• WHAT TO WORK ON
Copy out the records from the line with "Locate the white background" through the end of the records, requests included, and shift each number in the answer coordinates up by 24. Leave the pictures out.

....

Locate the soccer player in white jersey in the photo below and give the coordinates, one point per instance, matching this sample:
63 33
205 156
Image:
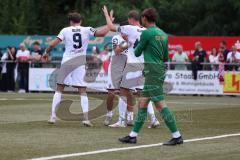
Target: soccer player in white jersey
76 39
132 78
115 72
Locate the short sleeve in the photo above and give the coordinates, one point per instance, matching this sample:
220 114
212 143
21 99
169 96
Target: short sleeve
115 41
229 55
61 35
124 29
17 55
91 31
174 57
186 56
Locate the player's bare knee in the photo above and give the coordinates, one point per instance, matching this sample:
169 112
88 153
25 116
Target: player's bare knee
160 105
60 88
82 91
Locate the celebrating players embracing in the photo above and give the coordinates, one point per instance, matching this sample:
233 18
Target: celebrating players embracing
76 39
132 73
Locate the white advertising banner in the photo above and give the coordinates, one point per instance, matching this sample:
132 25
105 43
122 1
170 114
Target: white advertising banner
183 82
39 80
207 82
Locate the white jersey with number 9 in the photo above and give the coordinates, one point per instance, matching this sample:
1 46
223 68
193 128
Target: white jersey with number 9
76 39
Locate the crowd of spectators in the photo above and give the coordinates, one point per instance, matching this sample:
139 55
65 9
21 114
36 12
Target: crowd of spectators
200 59
14 66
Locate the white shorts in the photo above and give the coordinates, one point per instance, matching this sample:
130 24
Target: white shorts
115 71
114 81
132 76
72 75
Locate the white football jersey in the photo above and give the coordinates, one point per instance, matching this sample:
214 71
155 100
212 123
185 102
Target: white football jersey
76 39
117 40
133 33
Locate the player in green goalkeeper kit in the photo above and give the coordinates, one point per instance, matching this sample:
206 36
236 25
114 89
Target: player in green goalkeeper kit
154 45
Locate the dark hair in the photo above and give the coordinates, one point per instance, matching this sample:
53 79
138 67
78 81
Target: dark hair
224 43
124 23
150 14
75 17
36 43
134 14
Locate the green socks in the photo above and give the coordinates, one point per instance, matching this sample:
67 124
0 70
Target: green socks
139 120
169 119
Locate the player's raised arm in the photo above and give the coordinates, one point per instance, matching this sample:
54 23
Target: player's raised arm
142 44
55 42
102 32
109 19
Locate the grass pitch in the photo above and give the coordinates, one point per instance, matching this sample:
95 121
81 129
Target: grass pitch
25 133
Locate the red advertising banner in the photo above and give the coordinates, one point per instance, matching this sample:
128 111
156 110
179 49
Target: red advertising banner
188 43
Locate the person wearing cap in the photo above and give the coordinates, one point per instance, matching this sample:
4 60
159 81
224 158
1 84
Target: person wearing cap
23 55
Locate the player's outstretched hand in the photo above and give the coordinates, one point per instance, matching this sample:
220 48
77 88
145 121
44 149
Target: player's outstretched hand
45 57
111 16
105 11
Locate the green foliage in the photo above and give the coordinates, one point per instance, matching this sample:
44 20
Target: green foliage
177 17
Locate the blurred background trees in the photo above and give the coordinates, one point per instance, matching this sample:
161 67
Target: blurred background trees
176 17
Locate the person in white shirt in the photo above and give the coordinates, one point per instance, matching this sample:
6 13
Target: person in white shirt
233 57
105 57
180 57
76 39
213 58
23 56
132 75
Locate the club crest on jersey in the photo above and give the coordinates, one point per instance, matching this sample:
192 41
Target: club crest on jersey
159 38
76 30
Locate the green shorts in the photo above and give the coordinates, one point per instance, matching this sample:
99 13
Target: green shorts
153 88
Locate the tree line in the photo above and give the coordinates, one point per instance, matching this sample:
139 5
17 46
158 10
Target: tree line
176 17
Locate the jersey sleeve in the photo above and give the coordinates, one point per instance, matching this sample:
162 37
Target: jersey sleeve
142 44
115 42
165 49
61 35
124 29
91 31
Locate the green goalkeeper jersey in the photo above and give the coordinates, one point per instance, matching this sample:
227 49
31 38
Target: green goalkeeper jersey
154 45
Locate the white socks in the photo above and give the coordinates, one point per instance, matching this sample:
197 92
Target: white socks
109 113
176 134
122 107
84 105
133 134
151 112
129 116
56 100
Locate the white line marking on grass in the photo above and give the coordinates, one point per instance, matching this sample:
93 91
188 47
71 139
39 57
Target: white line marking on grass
130 148
171 102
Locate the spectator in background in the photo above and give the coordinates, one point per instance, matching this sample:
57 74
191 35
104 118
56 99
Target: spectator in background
223 46
221 66
233 57
199 57
4 70
23 55
11 69
36 54
105 58
95 52
180 57
213 58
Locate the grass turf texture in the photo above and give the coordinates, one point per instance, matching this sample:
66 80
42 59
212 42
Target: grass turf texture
25 133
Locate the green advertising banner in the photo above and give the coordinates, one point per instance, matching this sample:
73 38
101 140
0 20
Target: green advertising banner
28 40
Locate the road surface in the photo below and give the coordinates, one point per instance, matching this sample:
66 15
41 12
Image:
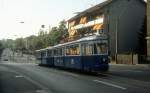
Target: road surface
31 78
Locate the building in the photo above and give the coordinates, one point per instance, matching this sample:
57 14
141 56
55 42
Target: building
148 29
121 20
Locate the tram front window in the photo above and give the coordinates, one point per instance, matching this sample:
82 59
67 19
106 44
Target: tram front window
72 50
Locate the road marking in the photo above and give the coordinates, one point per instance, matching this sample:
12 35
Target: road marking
19 76
110 84
71 74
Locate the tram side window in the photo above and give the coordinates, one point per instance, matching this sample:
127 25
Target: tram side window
73 50
101 48
87 49
55 52
49 53
58 52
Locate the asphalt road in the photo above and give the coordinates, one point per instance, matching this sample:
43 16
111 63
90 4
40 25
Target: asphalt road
31 78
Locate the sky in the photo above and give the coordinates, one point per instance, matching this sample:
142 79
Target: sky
35 13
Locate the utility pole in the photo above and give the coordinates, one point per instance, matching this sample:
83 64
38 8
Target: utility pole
148 30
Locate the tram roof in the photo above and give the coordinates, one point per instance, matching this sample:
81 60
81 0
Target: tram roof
88 38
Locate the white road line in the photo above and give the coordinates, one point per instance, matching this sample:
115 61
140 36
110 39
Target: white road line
110 84
19 76
133 70
71 74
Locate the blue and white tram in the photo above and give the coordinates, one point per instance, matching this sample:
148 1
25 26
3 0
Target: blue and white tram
87 54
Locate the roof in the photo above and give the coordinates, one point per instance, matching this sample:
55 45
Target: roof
98 6
92 9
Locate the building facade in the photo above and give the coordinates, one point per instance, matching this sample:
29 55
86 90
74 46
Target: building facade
148 29
120 20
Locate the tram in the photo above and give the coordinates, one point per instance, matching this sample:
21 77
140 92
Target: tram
86 54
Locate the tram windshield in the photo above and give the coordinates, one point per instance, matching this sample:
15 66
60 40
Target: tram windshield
101 48
94 48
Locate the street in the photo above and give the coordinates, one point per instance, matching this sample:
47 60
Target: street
31 78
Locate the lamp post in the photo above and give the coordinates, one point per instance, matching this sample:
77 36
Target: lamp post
117 25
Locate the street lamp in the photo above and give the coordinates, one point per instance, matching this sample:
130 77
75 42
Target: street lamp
117 23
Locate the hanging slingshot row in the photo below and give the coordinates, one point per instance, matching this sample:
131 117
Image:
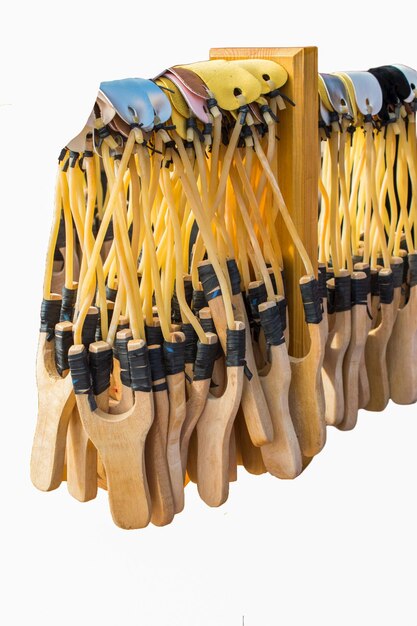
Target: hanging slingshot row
199 312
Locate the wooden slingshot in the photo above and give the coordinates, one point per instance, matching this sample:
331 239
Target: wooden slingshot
216 297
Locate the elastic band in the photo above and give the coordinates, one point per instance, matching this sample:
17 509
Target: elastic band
63 341
204 360
412 263
359 291
271 324
100 368
199 300
111 294
190 343
140 370
311 301
209 281
174 357
397 273
50 312
234 276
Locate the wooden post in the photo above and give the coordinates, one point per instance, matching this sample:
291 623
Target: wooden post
298 173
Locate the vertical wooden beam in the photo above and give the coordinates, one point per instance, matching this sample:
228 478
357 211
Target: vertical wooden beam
298 151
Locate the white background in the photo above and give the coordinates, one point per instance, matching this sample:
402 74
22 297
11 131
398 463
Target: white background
336 547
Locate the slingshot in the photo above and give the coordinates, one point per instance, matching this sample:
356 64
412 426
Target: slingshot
199 309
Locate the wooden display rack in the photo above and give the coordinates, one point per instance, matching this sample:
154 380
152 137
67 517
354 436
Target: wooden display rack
298 168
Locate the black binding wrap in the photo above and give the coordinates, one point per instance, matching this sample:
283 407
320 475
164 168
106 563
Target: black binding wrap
199 300
156 362
272 326
63 341
88 334
374 283
61 241
311 301
342 293
322 282
100 368
208 326
111 294
359 291
234 276
120 353
109 236
174 357
154 335
406 266
282 308
69 297
175 305
397 273
80 373
331 307
50 312
412 263
386 288
190 342
236 350
206 354
209 281
256 296
140 369
329 273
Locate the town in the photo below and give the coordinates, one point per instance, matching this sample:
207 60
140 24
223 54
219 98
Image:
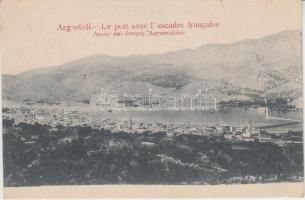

....

• THE ANSWER
Locate the white background in the photo above and give the coordinates, one point per instance, matching this sample:
402 74
22 297
11 131
398 463
Target: white background
360 571
Locate the slingshot in the photo above and give the coordinates, one point per instance, matching this sample:
356 64
412 426
Target: slingshot
223 333
Locate the wooden display rack in the photo above and give the coordinates, one point per instance, matching this sample:
154 380
152 137
67 517
354 436
Target: wooden display rack
322 192
Locate the black binding wrap in the photo above and give the coordinates, one point per instance, matching this sample:
283 407
320 475
164 168
106 563
Target: black binding wrap
223 324
180 386
296 350
87 365
112 358
398 307
85 265
335 325
366 317
346 306
124 392
232 350
135 318
383 315
258 300
144 377
133 260
198 381
178 359
430 290
306 332
93 321
199 329
421 297
104 397
355 331
74 336
436 287
410 312
214 366
260 374
230 378
233 305
280 320
164 393
353 297
Locate the town in the photo below and give the coordinates, one point per instance, matching this sample:
207 60
140 24
223 54
219 98
Image:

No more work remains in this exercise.